[BEGIN Document extract]

Cannabis Entrepreneur Amber Senter Talks California Business and Social Equity

Exclusive Interview with Amber E. Senter, the Founder and CEO of MAKR House and the Co-Founder, Chair of the Board and Executive Director of Supernova Women

Amber Senter has always had a passion for cannabis. Her background in branding and marketing first led her to the cannabis business in 2013. She moved from Chicago to Oakland for a sales and marketing position with a small edibles company.

Today, Senter is a cannabis entrepreneur and social equity advocate. She is the Founder and CEO of MAKR House, a California cannabis house of brands, and Co-Founder, Chair of the Board and Executive Director of Supernova Women, a nonprofit focused on empowering people of color in the cannabis industry. She sat down with New Cannabis Ventures to share her insight as a cannabis business leader in California and her perspective on the success and the work that remains to be done in social equity.

[END Document extract]

▸ **Task to complete**:
Carry on the interview with Amber Senter from its last sentence. The lines that come next have no connection to the interview text above.

[BEGIN Data lines]

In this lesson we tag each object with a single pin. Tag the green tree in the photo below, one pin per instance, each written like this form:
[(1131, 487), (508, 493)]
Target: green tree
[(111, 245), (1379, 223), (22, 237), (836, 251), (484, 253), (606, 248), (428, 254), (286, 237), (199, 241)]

[END Data lines]

▸ **Written answer**:
Listen to the entire interview or read the summary below:

MAKR House

MAKR House creates and sells cannabis products to licensed retailers in California. The company also sells coffee. It has cannabis and coffee products under the Landrace Origins brand, and it has a cannabis infused pre-roll brand. The company’s products are available in Bay Area dispensaries, and in January, it will be expanding its reach to southern California as well.

While fundraising has been challenging in the current landscape, the company has been able to attract private equity investments. It has found people who believe in the brands and the team, according to Senter.

Cannabis in California

The illicit market persists in the California market. The state’s regulations create a high barrier to entry with no incentive for unregulated operators to operate in the legal market, according to Senter. She thinks that loosening regulations would create greater incentive to operate in the legal space, though taxes would remain a significant challenge.

Supernova Women

Supernova Women was founded in 2015. The 501(c)(3) organization worked with the city of Oakland to create the first social equity program in the country. After that, it partnered with San Francisco to create its social equity program. The organization focused on giving the community a voice when building those programs. Senter and her team spent a lot of time engaging with the cities’ people and communicating with city staff members.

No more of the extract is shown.